### Document section
◇ ◇ ◇ ◇
To address these needs, I propose a preliminary standard system for humanoid robots that accommodates current industry dynamics while allowing for future growth. This system should prioritize industry and group standards initially, due to the shorter development cycles compared to national standards. It encompasses three main areas: general standards for overall functionality and performance, intelligence grading standards, and application-specific standards for mature use cases. The general standards cover functional requirements—such as motion ability, balance, task execution, environmental perception, human-robot interaction, and intelligent decision-making—along with performance metrics like action precision, positioning, navigation, and load capacity. Safety and reliability aspects include electrical safety, information security, electromagnetic compatibility, and mechanical and environmental durability, all with defined test methods. Intelligence levels can be classified using a scoring system based on perceptual and cognitive abilities, potentially modeled as: $$ L_i = w_1 P_p + w_2 I_d + w_3 A_c $$ where \( L_i \) is the intelligence level, \( P_p \) is perceptual performance, \( I_d \) is decision-making capability, \( A_c \) is action consistency, and \( w_1, w_2, w_3 \) are weighting factors. Additionally, standards for key components—such as motors, reducers, ball screws, materials, structural parts, and batteries—should be developed to ensure compatibility and quality. Application-specific standards would tailor these general requirements to scenarios like manufacturing or healthcare, emphasizing unique functional needs. The proposed standard system framework is summarized below:
| Standard Category | Key Elements | Implementation Focus |
|---|---|---|
| General Standards | Functionality, performance, safety tests | Unified metrics and evaluation methods |
| Intelligence Grading | Perceptual, cognitive, decision-making levels | Hierarchical classification and assessment |
| Component Standards | Motors, sensors, batteries, materials | Interoperability and reliability requirements |
| Application Standards | Scenario-specific adaptations | Differentiated functional demands |
In conclusion, the future of humanoid robots is incredibly promising, with potential applications spanning industrial manufacturing, healthcare, domestic services, education, and entertainment. These humanoid robots will not only boost productivity but also enhance quality of life. However, to ensure safe, efficient, and cohesive development, standardization is indispensable. A unified technical standard system will provide the foundation for widespread adoption, addressing compatibility, safety, and privacy challenges. As humanoid robots continue to evolve, the standardization efforts must keep pace, fostering a healthy and orderly industry progression. The journey of humanoid robots is just beginning, and with collaborative standardization, we can unlock their full potential for society.
◇ ◇ ◇ ◇
### Material supplied
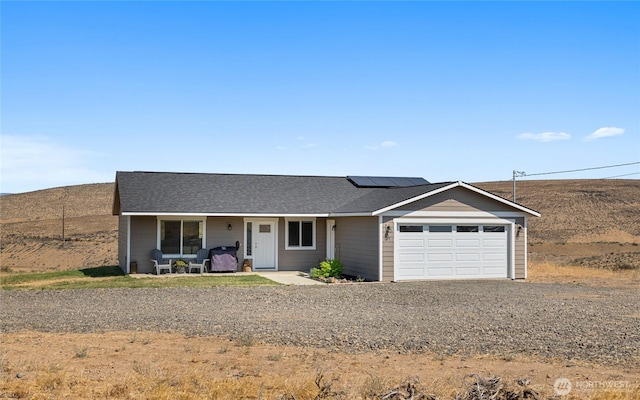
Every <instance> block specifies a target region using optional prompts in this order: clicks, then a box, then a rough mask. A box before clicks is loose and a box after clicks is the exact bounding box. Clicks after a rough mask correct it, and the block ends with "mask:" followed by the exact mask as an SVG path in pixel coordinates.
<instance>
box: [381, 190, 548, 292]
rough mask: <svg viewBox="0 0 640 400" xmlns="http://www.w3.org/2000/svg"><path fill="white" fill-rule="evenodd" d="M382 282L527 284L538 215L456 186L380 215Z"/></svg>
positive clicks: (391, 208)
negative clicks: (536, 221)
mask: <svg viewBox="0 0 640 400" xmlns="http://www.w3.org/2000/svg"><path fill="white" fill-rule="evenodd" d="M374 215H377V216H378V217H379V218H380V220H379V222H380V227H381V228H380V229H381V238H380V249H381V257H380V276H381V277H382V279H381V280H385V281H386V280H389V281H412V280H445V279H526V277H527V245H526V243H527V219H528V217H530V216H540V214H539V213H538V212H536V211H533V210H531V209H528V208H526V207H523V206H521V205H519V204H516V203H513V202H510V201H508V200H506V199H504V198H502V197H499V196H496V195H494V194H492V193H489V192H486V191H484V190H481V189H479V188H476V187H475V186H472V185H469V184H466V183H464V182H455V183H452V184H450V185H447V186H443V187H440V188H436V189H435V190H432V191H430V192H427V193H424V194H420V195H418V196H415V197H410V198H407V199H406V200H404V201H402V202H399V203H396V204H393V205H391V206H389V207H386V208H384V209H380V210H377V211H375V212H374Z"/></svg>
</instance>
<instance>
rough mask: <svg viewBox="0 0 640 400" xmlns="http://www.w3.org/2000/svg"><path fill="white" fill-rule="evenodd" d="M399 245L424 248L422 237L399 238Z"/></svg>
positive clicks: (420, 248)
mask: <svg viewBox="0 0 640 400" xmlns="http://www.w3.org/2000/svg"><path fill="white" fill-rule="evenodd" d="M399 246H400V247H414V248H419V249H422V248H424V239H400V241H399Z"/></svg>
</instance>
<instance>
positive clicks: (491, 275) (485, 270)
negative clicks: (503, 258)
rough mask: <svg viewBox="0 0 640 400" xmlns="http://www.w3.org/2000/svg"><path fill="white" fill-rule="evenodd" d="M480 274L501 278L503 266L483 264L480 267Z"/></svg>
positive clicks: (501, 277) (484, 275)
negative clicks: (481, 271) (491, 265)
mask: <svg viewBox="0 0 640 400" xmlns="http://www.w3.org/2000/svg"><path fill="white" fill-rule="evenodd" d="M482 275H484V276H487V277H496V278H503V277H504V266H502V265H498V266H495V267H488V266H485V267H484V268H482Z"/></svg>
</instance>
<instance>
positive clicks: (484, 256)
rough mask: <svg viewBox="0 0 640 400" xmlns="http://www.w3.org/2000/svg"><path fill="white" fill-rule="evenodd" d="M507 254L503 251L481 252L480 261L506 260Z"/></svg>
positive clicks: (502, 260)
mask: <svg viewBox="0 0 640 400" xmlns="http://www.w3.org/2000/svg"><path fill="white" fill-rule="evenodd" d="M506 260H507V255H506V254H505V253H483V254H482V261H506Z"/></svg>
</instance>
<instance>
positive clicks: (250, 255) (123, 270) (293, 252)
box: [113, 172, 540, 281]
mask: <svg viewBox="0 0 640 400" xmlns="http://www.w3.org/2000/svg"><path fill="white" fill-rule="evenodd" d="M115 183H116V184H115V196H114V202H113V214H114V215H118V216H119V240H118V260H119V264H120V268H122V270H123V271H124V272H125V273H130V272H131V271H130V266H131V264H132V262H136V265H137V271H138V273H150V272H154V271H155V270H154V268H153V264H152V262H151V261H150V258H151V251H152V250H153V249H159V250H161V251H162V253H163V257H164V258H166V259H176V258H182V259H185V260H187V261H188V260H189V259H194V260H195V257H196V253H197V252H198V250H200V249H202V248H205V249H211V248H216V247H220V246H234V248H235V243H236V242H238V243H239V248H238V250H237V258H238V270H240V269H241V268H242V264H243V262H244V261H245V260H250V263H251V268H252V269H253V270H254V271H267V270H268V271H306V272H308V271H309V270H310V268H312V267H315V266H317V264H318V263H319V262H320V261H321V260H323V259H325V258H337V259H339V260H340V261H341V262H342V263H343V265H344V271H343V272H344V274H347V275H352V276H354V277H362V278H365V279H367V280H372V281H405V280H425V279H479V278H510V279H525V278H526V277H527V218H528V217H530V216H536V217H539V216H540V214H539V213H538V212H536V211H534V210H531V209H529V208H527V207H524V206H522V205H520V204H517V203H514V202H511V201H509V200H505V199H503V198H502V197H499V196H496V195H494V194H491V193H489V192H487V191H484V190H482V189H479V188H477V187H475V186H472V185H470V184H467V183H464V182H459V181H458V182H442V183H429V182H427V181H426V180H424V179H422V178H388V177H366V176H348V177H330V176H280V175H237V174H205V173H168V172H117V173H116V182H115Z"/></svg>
◇ ◇ ◇ ◇
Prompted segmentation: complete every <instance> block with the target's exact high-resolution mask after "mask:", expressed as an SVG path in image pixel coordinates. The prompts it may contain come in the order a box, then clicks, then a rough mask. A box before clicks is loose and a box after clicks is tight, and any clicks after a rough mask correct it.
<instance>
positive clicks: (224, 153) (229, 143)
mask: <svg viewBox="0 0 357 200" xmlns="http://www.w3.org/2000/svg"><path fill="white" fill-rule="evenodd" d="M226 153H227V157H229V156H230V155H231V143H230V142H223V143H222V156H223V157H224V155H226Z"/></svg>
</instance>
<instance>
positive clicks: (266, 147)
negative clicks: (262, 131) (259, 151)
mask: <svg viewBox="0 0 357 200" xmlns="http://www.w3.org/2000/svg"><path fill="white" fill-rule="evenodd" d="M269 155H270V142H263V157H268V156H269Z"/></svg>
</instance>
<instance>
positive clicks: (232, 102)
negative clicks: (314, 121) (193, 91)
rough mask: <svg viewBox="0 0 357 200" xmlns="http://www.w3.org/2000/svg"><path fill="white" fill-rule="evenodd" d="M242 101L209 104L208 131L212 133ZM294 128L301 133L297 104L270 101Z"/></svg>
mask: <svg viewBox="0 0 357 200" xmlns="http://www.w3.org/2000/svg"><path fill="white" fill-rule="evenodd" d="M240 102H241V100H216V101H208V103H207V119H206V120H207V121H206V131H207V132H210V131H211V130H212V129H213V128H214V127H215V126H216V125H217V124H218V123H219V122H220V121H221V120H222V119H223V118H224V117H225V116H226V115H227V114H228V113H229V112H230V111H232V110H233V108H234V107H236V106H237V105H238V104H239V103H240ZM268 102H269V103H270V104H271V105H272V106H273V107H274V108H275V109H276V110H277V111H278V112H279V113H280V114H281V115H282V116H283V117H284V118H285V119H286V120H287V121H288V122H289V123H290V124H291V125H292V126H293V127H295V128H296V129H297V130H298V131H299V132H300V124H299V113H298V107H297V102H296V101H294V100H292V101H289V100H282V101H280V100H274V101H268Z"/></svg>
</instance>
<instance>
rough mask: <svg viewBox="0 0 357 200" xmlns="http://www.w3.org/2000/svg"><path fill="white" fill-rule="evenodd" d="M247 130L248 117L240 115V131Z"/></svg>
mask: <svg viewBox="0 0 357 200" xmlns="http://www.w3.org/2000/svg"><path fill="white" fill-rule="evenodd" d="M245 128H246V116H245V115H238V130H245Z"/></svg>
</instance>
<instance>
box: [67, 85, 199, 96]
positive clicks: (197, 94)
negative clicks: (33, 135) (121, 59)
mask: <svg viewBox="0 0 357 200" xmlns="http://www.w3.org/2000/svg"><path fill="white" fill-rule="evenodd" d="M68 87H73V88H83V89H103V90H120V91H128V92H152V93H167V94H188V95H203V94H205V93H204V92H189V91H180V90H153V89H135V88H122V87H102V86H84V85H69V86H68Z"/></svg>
◇ ◇ ◇ ◇
### Tasks to complete
(1) From the humanoid robot standards text, list every key component named in the sentence that begins "Additionally, standards for key components".
(2) Answer these questions from the humanoid robot standards text:
(a) Why should industry and group standards be prioritized at first?
(b) In the table, what is the implementation focus for Intelligence Grading?
(c) In the intelligence level formula, what does \( A_c \) stand for?
Draw your answers only from the text on humanoid robot standards.

### Answers by item
(1)
- Motors
- Reducers
- Ball screws
- Materials
- Structural parts
- Batteries

(2)
(a) Their development cycles are shorter than those of national standards.
(b) Hierarchical classification and assessment.
(c) Action consistency.